-- Data for review --
**********

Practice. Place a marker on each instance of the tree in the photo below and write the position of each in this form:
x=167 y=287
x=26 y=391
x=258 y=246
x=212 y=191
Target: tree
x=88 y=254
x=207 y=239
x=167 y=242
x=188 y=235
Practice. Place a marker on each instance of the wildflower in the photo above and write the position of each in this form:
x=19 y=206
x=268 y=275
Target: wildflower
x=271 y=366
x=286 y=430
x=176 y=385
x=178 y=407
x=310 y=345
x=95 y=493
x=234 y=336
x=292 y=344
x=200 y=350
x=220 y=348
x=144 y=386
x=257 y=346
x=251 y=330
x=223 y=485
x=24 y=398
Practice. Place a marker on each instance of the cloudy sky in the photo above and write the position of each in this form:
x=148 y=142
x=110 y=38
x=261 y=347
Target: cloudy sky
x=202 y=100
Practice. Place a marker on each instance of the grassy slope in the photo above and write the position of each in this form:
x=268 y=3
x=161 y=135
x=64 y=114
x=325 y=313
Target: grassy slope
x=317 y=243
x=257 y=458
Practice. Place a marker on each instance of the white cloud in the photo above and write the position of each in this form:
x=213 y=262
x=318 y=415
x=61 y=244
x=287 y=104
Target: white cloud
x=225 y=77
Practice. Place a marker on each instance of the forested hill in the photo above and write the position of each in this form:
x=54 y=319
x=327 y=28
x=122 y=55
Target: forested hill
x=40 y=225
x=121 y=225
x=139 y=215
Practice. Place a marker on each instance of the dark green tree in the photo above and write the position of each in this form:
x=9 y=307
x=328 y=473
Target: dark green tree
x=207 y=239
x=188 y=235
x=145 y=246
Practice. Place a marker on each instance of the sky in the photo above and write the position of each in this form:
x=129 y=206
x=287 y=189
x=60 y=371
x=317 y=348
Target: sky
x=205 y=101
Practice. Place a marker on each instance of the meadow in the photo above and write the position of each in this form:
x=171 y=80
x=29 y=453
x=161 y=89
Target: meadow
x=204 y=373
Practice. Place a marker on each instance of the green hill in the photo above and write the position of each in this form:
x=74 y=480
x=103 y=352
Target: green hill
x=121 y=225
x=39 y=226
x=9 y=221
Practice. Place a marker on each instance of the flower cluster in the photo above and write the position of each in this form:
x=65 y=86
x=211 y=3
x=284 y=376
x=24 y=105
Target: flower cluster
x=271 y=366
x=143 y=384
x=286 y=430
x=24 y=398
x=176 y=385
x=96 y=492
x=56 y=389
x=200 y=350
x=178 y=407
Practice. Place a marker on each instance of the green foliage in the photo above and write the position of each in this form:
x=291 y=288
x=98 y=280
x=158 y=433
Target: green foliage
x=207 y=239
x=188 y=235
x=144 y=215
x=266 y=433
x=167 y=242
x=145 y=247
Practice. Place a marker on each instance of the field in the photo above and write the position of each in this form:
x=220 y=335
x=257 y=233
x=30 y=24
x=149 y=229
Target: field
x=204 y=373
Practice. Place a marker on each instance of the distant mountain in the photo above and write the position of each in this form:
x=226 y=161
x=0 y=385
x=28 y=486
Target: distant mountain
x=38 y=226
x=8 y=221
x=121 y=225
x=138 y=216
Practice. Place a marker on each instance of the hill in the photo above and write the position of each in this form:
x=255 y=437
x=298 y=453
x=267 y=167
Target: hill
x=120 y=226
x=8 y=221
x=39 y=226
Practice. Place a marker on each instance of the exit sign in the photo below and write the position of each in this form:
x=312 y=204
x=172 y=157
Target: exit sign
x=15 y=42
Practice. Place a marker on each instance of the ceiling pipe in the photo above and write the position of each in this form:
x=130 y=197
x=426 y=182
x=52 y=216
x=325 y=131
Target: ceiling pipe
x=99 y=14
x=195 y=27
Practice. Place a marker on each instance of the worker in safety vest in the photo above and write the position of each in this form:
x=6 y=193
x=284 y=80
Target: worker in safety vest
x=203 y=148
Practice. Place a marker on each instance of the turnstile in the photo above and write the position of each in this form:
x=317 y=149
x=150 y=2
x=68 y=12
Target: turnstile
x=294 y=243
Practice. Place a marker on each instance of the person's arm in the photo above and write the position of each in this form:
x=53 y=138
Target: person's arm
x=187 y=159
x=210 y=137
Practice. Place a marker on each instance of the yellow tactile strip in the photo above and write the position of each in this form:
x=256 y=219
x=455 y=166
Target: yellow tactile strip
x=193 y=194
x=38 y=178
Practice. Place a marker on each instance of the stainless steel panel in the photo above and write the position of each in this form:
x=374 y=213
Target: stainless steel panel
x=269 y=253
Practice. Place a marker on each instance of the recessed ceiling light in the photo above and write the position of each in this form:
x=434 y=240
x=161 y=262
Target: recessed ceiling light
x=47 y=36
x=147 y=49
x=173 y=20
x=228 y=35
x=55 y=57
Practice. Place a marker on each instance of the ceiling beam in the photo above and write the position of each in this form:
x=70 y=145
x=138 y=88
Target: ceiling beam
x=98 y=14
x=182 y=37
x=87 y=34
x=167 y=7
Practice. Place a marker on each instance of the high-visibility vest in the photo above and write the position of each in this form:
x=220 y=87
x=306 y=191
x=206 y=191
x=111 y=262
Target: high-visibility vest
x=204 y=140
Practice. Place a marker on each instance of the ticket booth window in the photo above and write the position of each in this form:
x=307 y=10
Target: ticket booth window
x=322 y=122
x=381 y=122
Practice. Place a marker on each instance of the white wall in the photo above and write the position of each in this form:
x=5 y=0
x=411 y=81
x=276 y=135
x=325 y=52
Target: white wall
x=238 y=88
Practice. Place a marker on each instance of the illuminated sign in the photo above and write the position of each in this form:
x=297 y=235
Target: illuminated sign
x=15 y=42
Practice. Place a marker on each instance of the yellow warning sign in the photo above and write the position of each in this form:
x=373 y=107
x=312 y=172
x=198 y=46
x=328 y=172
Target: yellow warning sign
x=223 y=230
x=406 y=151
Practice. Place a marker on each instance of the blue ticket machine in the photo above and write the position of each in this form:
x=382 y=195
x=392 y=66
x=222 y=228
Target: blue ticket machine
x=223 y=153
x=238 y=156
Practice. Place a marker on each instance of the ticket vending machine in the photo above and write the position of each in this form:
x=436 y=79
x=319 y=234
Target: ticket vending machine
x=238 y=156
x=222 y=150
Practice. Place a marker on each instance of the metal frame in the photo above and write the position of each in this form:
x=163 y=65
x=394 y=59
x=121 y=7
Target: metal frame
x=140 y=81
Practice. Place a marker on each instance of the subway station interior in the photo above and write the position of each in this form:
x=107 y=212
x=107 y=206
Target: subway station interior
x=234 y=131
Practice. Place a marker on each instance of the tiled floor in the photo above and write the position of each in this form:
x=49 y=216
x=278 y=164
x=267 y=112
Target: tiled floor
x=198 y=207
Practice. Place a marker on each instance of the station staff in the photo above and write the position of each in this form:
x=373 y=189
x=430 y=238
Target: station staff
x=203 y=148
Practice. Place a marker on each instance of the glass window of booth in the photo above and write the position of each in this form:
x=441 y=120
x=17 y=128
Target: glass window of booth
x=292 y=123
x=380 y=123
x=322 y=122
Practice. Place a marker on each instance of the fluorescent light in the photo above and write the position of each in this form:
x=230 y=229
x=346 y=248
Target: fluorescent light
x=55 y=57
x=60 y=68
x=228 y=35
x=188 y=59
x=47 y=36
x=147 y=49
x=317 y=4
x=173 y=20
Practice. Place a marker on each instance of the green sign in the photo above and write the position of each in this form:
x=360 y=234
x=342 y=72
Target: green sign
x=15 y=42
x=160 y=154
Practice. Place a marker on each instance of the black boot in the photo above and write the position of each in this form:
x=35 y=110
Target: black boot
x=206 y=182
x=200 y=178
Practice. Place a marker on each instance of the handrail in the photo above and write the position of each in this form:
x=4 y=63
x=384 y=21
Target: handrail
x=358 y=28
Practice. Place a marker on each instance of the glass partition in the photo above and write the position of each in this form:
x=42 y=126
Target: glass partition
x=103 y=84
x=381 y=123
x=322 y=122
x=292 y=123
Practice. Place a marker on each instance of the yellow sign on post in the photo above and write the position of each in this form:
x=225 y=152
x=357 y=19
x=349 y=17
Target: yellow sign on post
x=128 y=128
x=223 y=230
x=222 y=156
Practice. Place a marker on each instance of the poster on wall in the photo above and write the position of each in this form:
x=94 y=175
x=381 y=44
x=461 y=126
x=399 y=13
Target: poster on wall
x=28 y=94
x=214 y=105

**********

-- What you need to do --
Retype exactly the span of lines from the one with "Target: white wall" through the one with "x=107 y=206"; include both ends and omit the rest of the material.

-- Result --
Target: white wall
x=238 y=88
Practice. Place a marker on each instance of the illuminated sign in the photo above and write the position of each in this form:
x=297 y=235
Target: illuminated sign
x=15 y=42
Practice. Place a marker on each instance of the yellow warning sign in the photo above and write the position of each in this form:
x=373 y=107
x=312 y=172
x=198 y=46
x=328 y=172
Target: yellow warning sign
x=223 y=230
x=406 y=151
Practice. Place a marker on each instance of the blue ticket machine in the photo above and write the position of each in this form:
x=382 y=195
x=392 y=66
x=222 y=228
Target: blue ticket machine
x=223 y=153
x=238 y=156
Practice. Place a marker on each instance of the ticket vending machine in the photo above and write the position of each in this form:
x=436 y=79
x=319 y=234
Target: ticket vending machine
x=238 y=156
x=222 y=150
Practice. Place a marker on each instance of the metal frame in the photo above and write the position of each in this form:
x=163 y=65
x=394 y=59
x=121 y=7
Target: metal frame
x=140 y=81
Practice. Place a marker on each instance of the subway station interior in the photo above and write the position of each in this form:
x=107 y=212
x=107 y=206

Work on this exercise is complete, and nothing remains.